*提供された項目*.
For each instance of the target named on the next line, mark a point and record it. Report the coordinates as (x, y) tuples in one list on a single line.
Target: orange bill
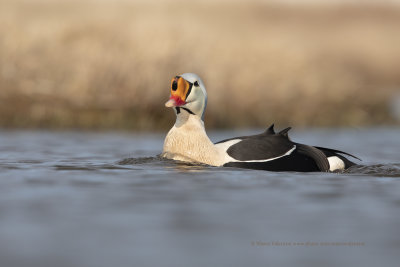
[(180, 89)]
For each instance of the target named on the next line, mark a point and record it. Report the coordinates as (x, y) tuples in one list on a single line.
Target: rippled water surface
[(90, 199)]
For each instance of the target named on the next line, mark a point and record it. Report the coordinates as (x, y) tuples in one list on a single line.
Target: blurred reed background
[(108, 64)]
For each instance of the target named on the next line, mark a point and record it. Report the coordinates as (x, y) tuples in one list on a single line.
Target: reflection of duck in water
[(188, 141)]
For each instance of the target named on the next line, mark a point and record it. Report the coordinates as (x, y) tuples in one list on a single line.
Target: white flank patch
[(335, 163), (265, 160)]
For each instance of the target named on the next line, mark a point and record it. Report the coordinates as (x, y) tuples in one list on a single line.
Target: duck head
[(188, 94)]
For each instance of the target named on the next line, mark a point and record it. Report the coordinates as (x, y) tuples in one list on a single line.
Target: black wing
[(276, 152)]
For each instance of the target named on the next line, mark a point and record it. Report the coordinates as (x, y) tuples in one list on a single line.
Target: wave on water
[(380, 170)]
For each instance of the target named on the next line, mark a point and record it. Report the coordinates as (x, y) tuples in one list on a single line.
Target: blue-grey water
[(106, 199)]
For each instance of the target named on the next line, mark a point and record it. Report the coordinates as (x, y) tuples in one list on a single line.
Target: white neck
[(188, 141)]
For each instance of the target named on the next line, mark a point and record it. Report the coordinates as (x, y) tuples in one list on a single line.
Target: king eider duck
[(187, 140)]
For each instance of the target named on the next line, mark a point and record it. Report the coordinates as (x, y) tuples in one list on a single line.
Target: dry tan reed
[(107, 64)]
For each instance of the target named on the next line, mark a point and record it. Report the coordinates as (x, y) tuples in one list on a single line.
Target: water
[(90, 199)]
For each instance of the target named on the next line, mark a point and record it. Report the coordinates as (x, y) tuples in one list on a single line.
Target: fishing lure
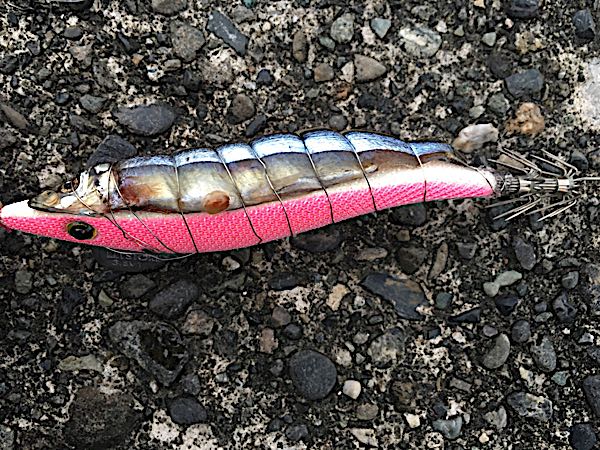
[(239, 195)]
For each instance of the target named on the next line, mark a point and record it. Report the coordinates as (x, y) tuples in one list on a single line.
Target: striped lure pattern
[(241, 194)]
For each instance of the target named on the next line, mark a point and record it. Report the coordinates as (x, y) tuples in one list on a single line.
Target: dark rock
[(531, 406), (91, 103), (410, 215), (312, 373), (149, 120), (405, 295), (264, 78), (522, 9), (242, 108), (98, 420), (527, 83), (297, 432), (521, 331), (506, 303), (525, 253), (187, 40), (565, 311), (222, 27), (172, 301), (585, 26), (121, 262), (187, 411), (544, 355), (156, 347), (410, 259), (318, 241), (169, 7), (136, 286), (591, 389), (256, 125), (582, 436), (469, 316)]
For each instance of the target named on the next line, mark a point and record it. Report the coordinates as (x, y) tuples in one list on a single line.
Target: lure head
[(86, 197)]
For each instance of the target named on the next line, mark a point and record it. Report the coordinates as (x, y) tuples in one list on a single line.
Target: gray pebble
[(591, 389), (148, 120), (222, 27), (405, 295), (367, 69), (342, 28), (312, 373), (380, 26), (187, 40), (420, 41), (187, 411), (497, 355), (171, 302), (388, 348), (449, 428), (520, 331), (531, 406), (527, 83)]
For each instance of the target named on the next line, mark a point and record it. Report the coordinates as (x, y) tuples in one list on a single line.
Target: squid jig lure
[(239, 195)]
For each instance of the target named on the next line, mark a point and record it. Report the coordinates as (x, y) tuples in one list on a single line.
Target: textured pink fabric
[(232, 229)]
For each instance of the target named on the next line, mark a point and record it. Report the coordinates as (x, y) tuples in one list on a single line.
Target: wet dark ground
[(379, 331)]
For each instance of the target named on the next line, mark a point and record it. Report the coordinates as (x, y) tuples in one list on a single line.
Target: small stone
[(405, 295), (570, 280), (564, 310), (367, 69), (410, 215), (497, 355), (187, 411), (342, 28), (352, 389), (380, 26), (531, 406), (299, 46), (168, 7), (98, 419), (585, 26), (312, 373), (582, 436), (544, 355), (420, 41), (527, 83), (388, 348), (489, 39), (171, 302), (222, 27), (187, 40), (475, 137), (150, 120), (136, 286), (367, 411), (242, 108), (323, 72), (75, 363), (365, 436), (23, 281), (522, 9), (506, 304), (591, 389), (156, 347), (450, 428), (469, 316), (498, 104), (297, 432)]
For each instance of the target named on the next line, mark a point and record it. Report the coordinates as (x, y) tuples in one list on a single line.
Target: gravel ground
[(427, 326)]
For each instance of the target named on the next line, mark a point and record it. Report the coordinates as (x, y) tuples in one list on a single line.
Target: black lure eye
[(81, 231)]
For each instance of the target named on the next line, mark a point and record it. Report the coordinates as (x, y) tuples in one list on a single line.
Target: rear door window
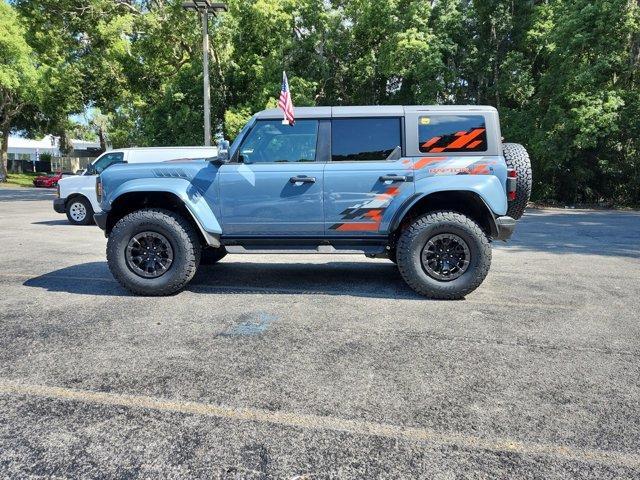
[(365, 139), (452, 133)]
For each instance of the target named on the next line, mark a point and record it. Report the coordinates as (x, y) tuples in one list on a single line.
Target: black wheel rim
[(149, 254), (445, 257)]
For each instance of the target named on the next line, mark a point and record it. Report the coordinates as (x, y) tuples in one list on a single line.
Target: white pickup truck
[(77, 194)]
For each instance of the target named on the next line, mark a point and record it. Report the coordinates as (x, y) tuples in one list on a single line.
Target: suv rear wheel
[(443, 255), (516, 157), (153, 252)]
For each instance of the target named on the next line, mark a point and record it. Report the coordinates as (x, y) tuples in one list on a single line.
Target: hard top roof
[(371, 111)]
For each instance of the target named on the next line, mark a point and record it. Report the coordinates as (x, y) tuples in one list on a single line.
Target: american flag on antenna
[(285, 102)]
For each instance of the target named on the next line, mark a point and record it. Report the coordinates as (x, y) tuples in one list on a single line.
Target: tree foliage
[(562, 73)]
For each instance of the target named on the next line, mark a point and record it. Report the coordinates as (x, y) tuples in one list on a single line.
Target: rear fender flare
[(485, 187)]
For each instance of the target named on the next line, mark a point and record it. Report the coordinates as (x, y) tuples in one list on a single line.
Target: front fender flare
[(191, 196)]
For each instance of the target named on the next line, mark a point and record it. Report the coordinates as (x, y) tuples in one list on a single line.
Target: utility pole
[(204, 7)]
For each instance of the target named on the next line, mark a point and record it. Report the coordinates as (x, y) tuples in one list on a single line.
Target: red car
[(50, 180)]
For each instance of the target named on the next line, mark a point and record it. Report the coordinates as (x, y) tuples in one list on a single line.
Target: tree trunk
[(103, 140), (4, 147)]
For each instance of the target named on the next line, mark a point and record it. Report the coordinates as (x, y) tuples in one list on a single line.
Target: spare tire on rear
[(516, 157)]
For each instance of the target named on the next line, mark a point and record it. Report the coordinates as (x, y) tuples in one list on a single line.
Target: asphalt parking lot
[(321, 366)]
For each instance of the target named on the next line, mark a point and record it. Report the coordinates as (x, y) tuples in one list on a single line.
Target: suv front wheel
[(153, 252), (443, 255)]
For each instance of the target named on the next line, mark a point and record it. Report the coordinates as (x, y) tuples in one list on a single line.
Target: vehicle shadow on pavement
[(18, 194), (377, 279), (603, 233), (54, 223)]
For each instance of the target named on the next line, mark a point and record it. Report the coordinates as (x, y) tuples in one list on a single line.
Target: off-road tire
[(516, 157), (88, 218), (177, 230), (211, 256), (414, 238)]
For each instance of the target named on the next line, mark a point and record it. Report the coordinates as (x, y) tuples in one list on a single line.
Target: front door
[(367, 179), (275, 186)]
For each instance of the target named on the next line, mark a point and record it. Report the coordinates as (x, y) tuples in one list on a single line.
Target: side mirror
[(223, 152)]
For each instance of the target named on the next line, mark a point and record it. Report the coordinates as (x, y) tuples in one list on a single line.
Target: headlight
[(98, 189)]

*課題*. 項目の先頭から始まり "[(180, 89)]" を含む行で終わる部分を、"orange bill" を "red bill" に変えて書き直しなさい。ほかの箇所は変えず、画像は答えに含めないこと。

*解答*.
For each instance of the target named on the next line, mark a point and record it. Report the coordinates as (x, y) tuples in one list on a single line.
Target: red bill
[(180, 89)]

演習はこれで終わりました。